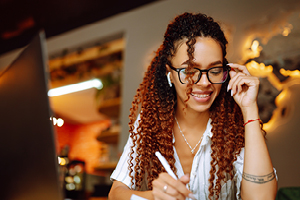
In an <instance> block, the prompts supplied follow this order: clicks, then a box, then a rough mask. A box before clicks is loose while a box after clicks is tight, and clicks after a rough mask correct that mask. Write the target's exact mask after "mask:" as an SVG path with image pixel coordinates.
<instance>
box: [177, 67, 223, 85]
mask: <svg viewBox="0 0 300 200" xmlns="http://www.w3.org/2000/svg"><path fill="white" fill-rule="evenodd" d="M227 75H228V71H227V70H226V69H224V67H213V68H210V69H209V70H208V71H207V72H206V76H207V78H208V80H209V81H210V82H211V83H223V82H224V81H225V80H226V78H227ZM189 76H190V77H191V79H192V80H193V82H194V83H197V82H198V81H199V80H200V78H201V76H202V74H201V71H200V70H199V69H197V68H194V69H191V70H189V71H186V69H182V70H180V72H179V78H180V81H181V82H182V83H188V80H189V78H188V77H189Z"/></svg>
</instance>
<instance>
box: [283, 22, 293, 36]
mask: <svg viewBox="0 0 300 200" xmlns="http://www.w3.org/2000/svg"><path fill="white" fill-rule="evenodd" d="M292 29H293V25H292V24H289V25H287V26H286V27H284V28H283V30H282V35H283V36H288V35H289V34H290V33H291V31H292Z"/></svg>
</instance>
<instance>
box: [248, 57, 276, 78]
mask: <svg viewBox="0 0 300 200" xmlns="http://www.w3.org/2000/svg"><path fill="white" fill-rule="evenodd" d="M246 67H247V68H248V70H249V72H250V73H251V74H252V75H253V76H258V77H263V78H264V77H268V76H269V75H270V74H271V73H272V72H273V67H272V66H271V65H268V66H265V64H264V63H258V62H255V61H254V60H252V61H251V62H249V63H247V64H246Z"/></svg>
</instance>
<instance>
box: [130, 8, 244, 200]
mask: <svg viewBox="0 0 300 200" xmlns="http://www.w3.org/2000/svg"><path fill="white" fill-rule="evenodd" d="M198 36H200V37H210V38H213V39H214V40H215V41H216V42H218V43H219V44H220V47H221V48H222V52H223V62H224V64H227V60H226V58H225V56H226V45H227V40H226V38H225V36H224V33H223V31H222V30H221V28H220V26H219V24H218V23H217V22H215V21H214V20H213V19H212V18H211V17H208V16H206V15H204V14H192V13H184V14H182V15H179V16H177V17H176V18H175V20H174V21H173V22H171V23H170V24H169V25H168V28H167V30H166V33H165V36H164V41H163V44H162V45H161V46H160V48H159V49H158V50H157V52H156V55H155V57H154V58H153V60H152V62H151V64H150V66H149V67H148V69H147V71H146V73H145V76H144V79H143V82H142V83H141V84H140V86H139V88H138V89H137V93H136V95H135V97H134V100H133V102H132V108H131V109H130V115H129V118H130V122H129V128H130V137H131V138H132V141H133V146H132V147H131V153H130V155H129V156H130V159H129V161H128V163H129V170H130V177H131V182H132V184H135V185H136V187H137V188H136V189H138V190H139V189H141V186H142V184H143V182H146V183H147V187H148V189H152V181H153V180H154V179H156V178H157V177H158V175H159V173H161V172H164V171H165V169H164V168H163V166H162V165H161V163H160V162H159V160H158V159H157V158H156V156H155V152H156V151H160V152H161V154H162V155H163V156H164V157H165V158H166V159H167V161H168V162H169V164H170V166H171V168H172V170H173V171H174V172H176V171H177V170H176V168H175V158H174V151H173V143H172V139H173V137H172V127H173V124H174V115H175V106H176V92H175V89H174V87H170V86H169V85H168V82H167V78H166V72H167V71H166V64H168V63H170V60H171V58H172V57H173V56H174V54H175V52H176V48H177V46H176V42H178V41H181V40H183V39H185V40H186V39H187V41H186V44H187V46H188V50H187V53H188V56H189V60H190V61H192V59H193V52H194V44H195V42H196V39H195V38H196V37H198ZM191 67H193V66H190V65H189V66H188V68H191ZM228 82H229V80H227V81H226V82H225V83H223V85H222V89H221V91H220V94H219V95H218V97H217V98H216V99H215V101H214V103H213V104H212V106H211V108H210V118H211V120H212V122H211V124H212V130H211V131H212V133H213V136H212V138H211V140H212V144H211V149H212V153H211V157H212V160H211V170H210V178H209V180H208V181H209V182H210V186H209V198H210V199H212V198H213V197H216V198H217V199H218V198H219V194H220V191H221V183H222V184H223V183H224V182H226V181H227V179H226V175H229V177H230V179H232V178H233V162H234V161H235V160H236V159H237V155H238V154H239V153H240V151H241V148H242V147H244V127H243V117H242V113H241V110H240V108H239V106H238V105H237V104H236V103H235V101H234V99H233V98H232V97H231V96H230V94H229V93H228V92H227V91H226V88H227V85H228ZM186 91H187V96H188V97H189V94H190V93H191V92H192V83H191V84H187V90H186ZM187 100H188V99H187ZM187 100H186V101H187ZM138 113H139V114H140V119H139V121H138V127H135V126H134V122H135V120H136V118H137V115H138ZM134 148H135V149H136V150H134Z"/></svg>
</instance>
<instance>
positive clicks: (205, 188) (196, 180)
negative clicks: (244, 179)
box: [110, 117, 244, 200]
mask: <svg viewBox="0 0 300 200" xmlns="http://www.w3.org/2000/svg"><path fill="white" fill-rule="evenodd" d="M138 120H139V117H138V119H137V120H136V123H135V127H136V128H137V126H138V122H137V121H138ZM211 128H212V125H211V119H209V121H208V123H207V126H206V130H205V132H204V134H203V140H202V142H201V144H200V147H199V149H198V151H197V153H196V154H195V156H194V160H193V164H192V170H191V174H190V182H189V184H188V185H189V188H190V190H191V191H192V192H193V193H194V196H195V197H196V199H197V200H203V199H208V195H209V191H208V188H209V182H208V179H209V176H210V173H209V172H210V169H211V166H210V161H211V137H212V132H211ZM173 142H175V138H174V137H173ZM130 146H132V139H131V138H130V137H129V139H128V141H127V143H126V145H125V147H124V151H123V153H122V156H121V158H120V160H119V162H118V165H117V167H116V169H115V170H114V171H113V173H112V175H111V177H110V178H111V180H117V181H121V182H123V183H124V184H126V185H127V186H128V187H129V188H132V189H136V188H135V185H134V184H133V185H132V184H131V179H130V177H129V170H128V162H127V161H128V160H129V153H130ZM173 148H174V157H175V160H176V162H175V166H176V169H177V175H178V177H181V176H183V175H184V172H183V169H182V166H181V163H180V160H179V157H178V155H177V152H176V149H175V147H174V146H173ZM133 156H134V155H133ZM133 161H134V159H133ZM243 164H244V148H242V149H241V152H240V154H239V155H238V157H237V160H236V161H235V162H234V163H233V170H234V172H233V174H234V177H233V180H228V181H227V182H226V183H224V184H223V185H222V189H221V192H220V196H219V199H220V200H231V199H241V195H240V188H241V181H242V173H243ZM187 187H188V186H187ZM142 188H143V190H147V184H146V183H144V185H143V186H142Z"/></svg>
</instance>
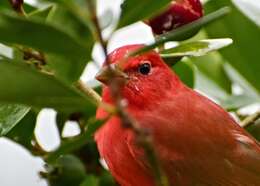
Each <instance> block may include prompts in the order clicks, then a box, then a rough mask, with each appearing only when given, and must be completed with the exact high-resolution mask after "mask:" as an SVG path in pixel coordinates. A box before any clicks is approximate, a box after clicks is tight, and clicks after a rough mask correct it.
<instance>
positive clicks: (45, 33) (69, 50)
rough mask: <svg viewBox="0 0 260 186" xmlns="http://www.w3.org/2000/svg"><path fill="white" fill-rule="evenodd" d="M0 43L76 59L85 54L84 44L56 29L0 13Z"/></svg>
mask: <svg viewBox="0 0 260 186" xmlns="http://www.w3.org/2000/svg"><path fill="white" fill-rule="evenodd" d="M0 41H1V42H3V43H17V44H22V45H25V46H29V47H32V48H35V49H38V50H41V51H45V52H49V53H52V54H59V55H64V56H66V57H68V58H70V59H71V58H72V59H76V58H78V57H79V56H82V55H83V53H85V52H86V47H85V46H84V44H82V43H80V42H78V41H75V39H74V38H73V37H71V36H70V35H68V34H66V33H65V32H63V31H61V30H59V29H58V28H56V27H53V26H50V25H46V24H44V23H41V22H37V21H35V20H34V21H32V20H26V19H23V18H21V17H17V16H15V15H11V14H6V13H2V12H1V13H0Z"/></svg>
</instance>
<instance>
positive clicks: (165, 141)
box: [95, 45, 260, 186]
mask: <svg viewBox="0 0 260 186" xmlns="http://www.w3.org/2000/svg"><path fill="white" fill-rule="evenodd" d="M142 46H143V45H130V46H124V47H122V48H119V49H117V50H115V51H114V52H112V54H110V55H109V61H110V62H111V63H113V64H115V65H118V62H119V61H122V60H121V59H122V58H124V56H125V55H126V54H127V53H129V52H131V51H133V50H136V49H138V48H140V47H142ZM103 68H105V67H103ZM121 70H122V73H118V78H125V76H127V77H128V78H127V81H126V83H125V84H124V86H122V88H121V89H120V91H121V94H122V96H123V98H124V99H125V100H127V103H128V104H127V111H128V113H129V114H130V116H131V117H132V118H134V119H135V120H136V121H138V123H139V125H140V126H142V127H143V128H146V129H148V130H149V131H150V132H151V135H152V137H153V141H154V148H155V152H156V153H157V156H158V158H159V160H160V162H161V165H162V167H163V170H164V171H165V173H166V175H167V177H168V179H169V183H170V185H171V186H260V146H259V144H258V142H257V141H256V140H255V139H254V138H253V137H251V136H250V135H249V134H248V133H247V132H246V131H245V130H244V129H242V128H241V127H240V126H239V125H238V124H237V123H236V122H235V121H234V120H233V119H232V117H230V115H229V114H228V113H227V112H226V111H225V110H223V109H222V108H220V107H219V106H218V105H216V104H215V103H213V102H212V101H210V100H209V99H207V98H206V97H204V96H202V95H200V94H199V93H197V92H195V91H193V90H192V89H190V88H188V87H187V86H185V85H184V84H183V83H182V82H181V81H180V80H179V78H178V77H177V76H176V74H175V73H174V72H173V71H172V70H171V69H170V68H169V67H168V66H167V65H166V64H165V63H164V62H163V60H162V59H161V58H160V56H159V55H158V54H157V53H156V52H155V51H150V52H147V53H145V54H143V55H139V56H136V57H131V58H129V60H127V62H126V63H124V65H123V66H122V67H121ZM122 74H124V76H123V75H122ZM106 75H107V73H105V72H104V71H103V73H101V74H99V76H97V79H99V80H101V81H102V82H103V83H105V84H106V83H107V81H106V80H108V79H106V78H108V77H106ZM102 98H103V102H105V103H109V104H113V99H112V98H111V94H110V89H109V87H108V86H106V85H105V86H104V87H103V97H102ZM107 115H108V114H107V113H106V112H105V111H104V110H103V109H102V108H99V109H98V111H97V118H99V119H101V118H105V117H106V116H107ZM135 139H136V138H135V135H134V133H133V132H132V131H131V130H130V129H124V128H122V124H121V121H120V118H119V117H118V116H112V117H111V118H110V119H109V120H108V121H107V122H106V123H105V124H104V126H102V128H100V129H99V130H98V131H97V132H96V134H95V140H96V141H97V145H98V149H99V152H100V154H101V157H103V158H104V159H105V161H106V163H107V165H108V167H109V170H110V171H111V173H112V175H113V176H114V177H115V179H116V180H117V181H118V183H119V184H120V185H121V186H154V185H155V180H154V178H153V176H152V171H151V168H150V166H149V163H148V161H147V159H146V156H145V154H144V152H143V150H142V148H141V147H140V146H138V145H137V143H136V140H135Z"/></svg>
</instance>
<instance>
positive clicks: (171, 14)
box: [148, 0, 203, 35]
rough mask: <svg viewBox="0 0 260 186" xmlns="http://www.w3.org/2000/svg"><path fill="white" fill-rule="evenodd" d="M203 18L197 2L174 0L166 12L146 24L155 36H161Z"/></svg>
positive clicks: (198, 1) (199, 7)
###
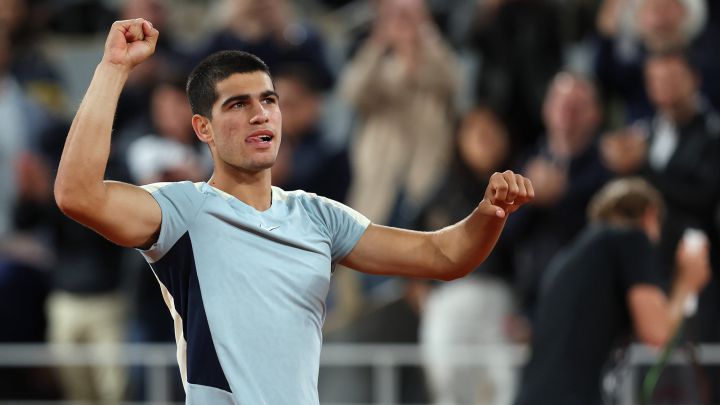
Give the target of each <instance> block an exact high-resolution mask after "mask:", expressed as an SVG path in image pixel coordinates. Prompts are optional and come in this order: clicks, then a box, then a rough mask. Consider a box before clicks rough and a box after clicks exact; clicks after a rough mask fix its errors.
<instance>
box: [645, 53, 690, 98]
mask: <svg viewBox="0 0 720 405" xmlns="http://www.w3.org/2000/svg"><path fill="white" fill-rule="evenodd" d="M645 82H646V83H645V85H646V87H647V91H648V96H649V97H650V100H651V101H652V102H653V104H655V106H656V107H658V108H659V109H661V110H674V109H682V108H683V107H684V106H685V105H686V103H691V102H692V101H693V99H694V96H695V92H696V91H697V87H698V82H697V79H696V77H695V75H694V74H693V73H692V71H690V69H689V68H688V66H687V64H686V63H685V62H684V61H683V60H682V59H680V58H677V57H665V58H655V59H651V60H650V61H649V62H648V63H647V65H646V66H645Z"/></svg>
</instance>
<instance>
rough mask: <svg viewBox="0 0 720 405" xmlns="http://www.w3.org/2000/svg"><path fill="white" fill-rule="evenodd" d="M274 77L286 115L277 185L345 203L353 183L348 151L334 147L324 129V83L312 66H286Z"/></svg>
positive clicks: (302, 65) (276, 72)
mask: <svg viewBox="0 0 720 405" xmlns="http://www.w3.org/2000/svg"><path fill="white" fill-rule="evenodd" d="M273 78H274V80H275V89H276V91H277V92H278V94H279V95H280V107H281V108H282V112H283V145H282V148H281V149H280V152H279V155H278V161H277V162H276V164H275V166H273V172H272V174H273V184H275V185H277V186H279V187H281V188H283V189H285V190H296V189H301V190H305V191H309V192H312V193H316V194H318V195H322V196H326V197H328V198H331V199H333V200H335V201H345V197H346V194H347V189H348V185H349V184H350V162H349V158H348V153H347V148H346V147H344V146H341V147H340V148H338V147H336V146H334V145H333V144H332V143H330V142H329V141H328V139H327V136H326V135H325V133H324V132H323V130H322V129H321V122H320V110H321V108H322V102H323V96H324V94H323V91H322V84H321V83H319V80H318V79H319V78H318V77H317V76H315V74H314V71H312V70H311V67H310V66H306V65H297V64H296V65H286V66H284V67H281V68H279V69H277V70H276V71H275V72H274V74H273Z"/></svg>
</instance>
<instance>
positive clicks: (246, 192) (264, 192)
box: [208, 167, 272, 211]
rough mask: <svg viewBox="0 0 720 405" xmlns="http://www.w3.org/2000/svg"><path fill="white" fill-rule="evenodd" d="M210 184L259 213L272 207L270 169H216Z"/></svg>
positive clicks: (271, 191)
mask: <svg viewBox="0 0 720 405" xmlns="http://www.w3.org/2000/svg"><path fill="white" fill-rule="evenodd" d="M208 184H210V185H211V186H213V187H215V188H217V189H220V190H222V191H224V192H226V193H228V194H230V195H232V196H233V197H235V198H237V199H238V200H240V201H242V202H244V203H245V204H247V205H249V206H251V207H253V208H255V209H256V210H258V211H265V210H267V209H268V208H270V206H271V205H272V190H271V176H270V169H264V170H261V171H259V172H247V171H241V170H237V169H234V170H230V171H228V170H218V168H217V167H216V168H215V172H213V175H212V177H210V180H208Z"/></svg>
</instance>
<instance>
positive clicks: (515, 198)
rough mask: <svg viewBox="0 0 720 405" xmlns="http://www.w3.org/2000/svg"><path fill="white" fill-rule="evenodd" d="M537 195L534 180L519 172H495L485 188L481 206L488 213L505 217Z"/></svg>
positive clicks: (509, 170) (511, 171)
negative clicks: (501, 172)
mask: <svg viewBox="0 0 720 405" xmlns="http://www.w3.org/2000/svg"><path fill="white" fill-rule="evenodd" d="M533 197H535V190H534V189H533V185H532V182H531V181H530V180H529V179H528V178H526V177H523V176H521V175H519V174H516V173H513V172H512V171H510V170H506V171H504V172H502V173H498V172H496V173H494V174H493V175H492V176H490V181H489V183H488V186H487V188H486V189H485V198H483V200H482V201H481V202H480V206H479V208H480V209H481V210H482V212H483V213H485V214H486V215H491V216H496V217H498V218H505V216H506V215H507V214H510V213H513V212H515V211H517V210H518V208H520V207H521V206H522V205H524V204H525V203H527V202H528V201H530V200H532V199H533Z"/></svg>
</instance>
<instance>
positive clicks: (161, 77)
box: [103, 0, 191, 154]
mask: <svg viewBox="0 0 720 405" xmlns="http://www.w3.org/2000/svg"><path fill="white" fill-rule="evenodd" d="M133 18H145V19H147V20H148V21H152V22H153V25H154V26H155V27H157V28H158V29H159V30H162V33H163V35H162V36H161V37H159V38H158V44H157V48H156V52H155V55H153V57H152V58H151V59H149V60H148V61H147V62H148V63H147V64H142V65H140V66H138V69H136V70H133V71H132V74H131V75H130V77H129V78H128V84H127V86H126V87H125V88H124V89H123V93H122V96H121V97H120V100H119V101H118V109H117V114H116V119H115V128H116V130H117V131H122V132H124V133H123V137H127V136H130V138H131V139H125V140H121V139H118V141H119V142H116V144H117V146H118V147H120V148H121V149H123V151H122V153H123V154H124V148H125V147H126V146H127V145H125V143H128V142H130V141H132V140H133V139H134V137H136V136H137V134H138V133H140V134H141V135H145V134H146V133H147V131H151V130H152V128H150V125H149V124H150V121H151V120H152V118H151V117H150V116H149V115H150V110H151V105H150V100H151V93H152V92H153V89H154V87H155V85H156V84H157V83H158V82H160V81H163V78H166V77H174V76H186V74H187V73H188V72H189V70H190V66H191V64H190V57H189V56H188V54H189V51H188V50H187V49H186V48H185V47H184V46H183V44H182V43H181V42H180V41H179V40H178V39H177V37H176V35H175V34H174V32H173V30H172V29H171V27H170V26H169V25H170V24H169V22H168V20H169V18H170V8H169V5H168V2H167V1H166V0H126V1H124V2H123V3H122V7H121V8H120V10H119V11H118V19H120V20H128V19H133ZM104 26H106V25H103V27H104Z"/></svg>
###
## EXERCISE GOAL
Take from the listing above each line containing "correct".

## SOLUTION TO THIS EXERCISE
In an <instance> block, the prompts supplied follow this order: clicks, then a box, then a rough mask. A box before clicks is loose while a box after clicks is tight, and clicks after a rough mask correct that mask. Write the target's exact mask after "mask:" as an SVG path with image pixel coordinates.
Each <instance> block may include prompts in the order clicks, then a box, then a rough mask, with each appearing only when given, and must be completed with the exact high-resolution mask after "mask:" as an SVG path in pixel coordinates. A box before any clicks is approximate, a box after clicks is tight, and clicks after a rough mask correct it.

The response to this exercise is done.